* **Work to do**
Return, copied word for word, the part of the post on git hook scripts that opens with the words containing "(written by Lawrence" and closes with "has convinced me.".

* **Provided text**
Some really good hook scripts for git

(written by Lawrence Krubner, however indented passages are often quotes)

For the last few years we have been using Subversion (via Springloops) for version control. I’ve been thinking of switching to git. I wasn’t sure if the advantages were great enough to be worth the hassle of learning a new technology. However, this collection of hook scripts has convinced me.

There’s been occasions where a particularly large rebase or merge creates a lot of conflicts in a file, and one of those has snuck through and rather than being fixed the inline diff has actually been committed. Time to add another check to pre-commit, using egrep to scan recursively for the 3 different line markers that git uses to indicate a merge conflict:

#!/usr/bin/env ruby

if `egrep -rls “^<<<<<<< |^>>>>>>> |^=======$” *`
puts “Dang, looks like you screwed the merge!”
exit(1)

* **Record extracts**
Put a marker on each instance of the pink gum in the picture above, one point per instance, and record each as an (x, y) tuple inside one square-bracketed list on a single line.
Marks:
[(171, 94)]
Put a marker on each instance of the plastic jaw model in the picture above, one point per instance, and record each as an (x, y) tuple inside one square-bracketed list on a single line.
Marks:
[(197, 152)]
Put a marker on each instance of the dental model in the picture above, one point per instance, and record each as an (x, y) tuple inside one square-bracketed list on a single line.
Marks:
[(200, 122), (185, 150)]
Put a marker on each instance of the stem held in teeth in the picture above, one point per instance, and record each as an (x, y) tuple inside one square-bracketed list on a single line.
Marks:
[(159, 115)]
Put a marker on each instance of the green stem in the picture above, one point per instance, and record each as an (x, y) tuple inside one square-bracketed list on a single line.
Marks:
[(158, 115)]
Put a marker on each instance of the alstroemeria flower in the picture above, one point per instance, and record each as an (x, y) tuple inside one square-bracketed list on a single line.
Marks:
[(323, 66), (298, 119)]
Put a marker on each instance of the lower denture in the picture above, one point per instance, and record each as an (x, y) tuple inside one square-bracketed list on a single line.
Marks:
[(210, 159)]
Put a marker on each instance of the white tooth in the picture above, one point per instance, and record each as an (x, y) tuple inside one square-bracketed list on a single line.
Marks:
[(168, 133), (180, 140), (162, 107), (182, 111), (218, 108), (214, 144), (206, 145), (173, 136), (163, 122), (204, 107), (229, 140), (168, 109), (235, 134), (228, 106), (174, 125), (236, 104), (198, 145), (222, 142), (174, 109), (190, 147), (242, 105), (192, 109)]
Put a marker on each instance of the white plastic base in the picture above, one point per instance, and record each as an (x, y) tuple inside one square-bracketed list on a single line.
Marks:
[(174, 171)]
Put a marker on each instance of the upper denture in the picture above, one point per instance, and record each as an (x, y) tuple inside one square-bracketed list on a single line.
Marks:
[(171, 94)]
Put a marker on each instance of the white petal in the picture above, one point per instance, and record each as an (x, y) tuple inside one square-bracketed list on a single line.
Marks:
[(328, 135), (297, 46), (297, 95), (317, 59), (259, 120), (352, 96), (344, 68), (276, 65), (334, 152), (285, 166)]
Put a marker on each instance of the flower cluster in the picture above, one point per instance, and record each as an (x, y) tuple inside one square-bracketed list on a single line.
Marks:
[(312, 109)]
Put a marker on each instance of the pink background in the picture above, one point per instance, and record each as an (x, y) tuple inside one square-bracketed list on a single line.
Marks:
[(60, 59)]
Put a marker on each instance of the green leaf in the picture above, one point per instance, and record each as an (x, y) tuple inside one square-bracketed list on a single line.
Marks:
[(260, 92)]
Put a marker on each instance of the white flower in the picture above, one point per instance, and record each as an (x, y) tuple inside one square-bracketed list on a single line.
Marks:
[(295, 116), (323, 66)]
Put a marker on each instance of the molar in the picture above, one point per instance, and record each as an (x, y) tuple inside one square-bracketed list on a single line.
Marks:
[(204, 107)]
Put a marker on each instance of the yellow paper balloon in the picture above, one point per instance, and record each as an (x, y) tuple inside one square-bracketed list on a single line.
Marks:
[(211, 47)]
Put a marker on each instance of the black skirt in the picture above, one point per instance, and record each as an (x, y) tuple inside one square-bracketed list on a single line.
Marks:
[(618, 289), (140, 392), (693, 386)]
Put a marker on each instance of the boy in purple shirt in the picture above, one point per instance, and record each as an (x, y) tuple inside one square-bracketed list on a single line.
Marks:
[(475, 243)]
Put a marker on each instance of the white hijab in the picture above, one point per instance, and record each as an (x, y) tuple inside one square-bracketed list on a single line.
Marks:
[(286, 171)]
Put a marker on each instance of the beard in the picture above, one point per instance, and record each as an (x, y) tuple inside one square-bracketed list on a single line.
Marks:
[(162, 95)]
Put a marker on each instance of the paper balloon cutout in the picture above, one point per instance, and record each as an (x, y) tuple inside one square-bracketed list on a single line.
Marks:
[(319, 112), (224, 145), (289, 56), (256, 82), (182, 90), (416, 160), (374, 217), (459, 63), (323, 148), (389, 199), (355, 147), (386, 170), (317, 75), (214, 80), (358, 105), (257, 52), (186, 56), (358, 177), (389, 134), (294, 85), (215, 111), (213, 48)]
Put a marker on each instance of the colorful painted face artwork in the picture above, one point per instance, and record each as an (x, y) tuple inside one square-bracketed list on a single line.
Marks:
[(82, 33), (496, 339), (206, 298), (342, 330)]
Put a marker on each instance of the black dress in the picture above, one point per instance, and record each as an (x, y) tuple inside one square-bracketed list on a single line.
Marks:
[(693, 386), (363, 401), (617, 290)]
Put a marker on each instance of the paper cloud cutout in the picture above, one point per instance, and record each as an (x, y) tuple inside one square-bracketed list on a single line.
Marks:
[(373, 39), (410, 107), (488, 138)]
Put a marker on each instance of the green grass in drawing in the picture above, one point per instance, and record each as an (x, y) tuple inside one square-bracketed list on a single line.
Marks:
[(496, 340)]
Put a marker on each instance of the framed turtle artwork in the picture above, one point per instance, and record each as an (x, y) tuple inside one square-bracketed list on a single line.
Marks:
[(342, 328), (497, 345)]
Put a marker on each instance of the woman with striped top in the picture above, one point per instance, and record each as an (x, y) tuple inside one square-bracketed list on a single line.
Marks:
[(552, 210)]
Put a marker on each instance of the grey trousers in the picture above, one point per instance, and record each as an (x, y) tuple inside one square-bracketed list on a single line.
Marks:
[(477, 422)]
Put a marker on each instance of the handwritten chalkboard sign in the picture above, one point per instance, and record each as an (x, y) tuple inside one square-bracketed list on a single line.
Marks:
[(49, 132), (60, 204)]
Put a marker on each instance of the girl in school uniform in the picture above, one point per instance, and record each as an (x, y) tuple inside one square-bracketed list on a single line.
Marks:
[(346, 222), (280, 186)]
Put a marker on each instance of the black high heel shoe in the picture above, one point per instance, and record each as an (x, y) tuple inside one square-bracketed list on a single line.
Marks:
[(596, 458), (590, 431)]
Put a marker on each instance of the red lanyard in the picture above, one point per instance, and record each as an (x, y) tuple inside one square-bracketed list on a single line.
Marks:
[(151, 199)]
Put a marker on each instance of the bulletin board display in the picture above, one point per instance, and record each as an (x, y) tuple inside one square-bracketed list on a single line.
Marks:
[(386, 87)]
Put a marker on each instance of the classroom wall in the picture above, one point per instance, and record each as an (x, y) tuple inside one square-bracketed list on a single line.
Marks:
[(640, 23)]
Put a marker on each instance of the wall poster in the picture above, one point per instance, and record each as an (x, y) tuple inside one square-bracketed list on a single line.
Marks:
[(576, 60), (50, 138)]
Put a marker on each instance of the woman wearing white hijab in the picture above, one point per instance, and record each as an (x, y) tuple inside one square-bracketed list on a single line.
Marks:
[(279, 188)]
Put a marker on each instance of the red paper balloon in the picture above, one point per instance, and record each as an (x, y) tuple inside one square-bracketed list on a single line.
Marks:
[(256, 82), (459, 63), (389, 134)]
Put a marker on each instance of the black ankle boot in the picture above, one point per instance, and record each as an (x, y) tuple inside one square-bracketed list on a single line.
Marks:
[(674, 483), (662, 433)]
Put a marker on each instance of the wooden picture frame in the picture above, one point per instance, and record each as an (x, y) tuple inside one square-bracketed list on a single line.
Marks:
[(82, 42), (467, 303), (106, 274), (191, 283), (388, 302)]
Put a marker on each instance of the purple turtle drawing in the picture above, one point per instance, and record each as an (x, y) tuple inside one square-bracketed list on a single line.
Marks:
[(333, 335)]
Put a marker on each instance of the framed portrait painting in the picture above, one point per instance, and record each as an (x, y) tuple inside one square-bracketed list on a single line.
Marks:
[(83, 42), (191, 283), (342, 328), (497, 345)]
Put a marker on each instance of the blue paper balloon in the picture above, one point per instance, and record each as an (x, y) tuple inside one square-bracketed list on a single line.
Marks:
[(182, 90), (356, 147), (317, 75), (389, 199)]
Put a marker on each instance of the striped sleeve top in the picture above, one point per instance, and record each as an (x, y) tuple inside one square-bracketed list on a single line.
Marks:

* **Written solution**
(written by Lawrence Krubner, however indented passages are often quotes)

For the last few years we have been using Subversion (via Springloops) for version control. I’ve been thinking of switching to git. I wasn’t sure if the advantages were great enough to be worth the hassle of learning a new technology. However, this collection of hook scripts has convinced me.